- **Prompt 1**: In the motorcycle travel tale, why does the narrator agree to go when Jeff arrives on his GT550 Kawasaki? Answer in one to three sentences.

- **Text provided**:
________________________

Tuesday 27 March 2018

Travel Tales: IOM Maniacs


It was during the month of June when Jeff pulled up outside my house on his GT550 Kawasaki. Both our wives had run off and left us for other men earlier in the year and he had a spare seat on the back of his bike. I'd never been to the IOM before so I said OK. Even though I was temporarily without a bike I still had my Norwich Union Rider insurance, so we took turns with the thrashing, er, I mean riding.

Leaving Gateshead at midnight we arrived at Heysham at 3am the next day. The bike was a good and solid ride. the four cylinder shaftie holding both our beer bellied frames and the camping gear with relative ease. I only noticed a slight buzz coming up through the footrests at high speeds, tingling through my boots. The shocks seemed to bottom out if we went over any big bumps, but I suppose that was to be expected from a medium distance tourer heavily laden.

The ferry across was uneventful, apart from the hundreds of bikes crammed in to it like some sea going museum for the new and old, standing side by side in the bowels of the ship. Three and a half hours later Douglas rolled into view, my very first sight of the island. We went below and waited to disembark, the combined roar of the metal herd started to make my heart sing.

I was in heaven, dribbling over old Ducatis, the thumping Harleys. the plodding BSAs and the sweet screams of the turbo charged project bikes. the nitrous bottles no longer hidden in fear. When the time came we swarmed out, disgorging all that power out from the port and off to our various campsites. Ours was in Laxey, a sleepy village north from Douglas. rudely awakened by the hundreds of bikes churning through it.

We made camp, dumped all our things, locked the bike... and went to the pub. The beauty of the lOM is that motorcyclists are not treated as second class citizens but as real people. Even the police join in, posing for pictures outside pubs with some of the hardest looking leathered humanity I've seen since the Windsor Angels gathered at the Stonehenge festival all those years ago.

We started off with the Ramsey Sprint, drag bikes competing alongside road legal machines, screaming along the short distance of the promenade front. The rain that lashed down left wheels spinning as the monsters cleared the timer gate in the middle, the noise from the tortuously tuned engines jarring my bones.

A Vincent growled down the course, showing us they still had it in them, its black V-twin engine grunting like a middle-aged man on a 16 year old virgin. l was transfixed with awe, shaking my head in near disbelief — weren’t they meant to be in museums, lovingly tended by grey haired. pipe smoking devotees? Obviously not, as it spun the back wheel sprinting to the timer check point. I think I clapped!

The sideshows that went with the Sprint were a spectacle, the vintage motorcycle display showing old Ariels, Rudges, Newcastles and the like in better condition than some of the Japanese beasts that prowled the area. I remembered my old BSA A10 with pride, wishing I'd kept it.

The racing was different from anything else I'd seen. Those fearful machines running wild around bumpy corners often inches from limb crunching, machine crumbling stone walls. A moments lack of attention was all it would take for self immolation.

I saw the Norton wankels roar past at speeds that left my mouth dry... the sidecars going into orbit as they flew over the Bridge... the 250s that made me curse my old Superdream. At any moment the weather could switch from clear blue skies to terrible downpours that must have rendered high speed visibility treacherous. And still the machines kept on and on.

________________________

[Excerpts of pointing data]
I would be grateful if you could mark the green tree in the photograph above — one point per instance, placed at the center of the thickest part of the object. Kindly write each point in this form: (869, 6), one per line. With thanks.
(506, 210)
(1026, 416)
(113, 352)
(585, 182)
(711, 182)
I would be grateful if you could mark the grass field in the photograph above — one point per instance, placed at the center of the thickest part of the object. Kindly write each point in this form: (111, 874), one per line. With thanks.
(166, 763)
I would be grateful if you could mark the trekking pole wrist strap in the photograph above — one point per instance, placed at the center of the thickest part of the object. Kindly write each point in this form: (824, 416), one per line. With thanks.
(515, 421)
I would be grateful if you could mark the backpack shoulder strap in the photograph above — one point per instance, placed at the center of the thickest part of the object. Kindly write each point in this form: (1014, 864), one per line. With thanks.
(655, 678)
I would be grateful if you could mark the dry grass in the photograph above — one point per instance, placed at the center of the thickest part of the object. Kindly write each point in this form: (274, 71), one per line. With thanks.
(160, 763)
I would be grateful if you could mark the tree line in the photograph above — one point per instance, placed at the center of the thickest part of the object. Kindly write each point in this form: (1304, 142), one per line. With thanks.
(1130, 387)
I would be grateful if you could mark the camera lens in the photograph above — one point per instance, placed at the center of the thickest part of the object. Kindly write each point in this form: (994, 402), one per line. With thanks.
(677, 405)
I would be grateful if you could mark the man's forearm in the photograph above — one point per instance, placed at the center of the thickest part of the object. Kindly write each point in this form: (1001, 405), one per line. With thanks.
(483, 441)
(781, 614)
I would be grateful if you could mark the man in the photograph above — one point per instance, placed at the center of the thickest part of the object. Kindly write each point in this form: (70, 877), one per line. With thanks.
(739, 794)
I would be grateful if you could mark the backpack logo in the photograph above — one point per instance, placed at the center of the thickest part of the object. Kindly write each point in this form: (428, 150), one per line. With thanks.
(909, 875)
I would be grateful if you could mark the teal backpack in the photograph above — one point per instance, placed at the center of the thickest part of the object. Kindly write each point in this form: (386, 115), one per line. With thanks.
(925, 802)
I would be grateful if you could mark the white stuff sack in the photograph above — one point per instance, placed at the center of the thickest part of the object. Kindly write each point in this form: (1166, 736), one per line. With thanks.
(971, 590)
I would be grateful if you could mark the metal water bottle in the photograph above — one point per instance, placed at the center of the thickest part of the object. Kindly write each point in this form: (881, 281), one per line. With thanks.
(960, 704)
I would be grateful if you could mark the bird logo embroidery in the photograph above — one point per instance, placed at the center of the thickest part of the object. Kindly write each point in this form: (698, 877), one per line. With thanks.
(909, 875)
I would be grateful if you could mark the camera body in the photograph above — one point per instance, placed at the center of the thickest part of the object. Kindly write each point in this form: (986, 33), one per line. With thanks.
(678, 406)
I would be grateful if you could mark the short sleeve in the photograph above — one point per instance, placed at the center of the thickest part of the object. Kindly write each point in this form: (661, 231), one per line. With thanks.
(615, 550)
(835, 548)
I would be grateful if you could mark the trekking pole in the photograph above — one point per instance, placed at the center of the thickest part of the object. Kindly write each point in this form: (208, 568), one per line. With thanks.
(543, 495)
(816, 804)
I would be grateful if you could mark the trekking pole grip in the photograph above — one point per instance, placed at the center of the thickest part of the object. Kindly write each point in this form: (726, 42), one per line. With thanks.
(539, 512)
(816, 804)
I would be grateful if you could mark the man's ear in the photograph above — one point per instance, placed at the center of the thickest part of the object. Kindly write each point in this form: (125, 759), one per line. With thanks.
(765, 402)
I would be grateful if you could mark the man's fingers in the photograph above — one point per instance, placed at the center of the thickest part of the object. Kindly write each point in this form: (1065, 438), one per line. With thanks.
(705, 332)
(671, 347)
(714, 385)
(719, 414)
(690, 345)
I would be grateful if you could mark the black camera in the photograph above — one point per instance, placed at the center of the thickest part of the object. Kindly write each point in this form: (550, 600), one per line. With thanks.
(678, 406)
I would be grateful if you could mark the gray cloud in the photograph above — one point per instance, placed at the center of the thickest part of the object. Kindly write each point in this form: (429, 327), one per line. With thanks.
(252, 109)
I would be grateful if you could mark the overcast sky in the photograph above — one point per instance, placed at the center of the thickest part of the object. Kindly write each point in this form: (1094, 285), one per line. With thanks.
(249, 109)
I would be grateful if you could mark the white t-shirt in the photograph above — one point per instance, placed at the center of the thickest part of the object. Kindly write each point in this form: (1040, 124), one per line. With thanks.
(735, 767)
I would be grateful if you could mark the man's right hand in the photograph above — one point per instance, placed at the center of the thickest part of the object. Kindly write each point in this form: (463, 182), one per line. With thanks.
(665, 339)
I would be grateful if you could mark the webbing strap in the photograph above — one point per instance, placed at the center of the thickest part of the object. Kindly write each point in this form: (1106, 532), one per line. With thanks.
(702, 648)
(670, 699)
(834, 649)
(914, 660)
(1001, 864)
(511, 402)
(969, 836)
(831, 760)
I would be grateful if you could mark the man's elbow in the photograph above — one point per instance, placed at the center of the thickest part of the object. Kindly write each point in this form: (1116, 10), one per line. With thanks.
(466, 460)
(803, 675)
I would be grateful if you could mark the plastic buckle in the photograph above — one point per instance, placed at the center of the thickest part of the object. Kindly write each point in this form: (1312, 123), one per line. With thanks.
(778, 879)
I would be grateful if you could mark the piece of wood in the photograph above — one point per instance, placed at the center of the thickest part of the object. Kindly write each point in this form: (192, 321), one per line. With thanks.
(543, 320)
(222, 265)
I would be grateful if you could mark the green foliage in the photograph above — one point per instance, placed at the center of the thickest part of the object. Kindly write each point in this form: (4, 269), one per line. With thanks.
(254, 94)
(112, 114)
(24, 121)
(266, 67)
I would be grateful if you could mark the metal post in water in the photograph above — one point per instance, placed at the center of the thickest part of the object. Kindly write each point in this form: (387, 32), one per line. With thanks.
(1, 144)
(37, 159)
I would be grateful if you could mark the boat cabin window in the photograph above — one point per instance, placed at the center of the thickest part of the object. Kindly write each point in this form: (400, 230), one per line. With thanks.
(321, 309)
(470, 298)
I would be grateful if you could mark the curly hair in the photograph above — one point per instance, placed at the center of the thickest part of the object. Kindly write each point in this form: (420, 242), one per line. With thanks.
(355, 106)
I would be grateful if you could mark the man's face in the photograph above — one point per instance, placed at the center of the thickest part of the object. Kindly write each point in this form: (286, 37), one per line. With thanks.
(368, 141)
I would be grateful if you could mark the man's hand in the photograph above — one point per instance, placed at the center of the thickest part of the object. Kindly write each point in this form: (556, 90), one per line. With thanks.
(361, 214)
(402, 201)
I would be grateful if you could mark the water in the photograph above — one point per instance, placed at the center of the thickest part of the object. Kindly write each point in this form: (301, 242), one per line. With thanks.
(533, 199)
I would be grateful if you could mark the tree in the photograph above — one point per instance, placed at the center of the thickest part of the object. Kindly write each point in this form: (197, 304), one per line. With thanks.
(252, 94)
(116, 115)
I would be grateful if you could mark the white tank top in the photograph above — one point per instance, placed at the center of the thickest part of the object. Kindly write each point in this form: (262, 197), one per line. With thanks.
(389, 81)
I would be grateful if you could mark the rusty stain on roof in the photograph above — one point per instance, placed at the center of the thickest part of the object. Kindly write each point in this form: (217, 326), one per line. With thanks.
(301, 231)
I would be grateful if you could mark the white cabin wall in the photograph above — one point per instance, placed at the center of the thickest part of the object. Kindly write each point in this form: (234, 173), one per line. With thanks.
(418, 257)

________________________

- **Prompt 2**: Extract every line of the records that holds the word "hand", matching case exactly.

- **Worked solution 1**: Jeff had a spare seat on the back of his bike, since both their wives had left them for other men earlier in the year. The narrator had never been to the IOM before, so the narrator said OK.

- **Worked solution 2**:
I would be grateful if you could mark the man's right hand in the photograph above — one point per instance, placed at the center of the thickest part of the object. Kindly write each point in this form: (463, 182), one per line. With thanks.
I would be grateful if you could mark the man's hand in the photograph above — one point per instance, placed at the center of the thickest part of the object. Kindly write each point in this form: (556, 90), one per line. With thanks.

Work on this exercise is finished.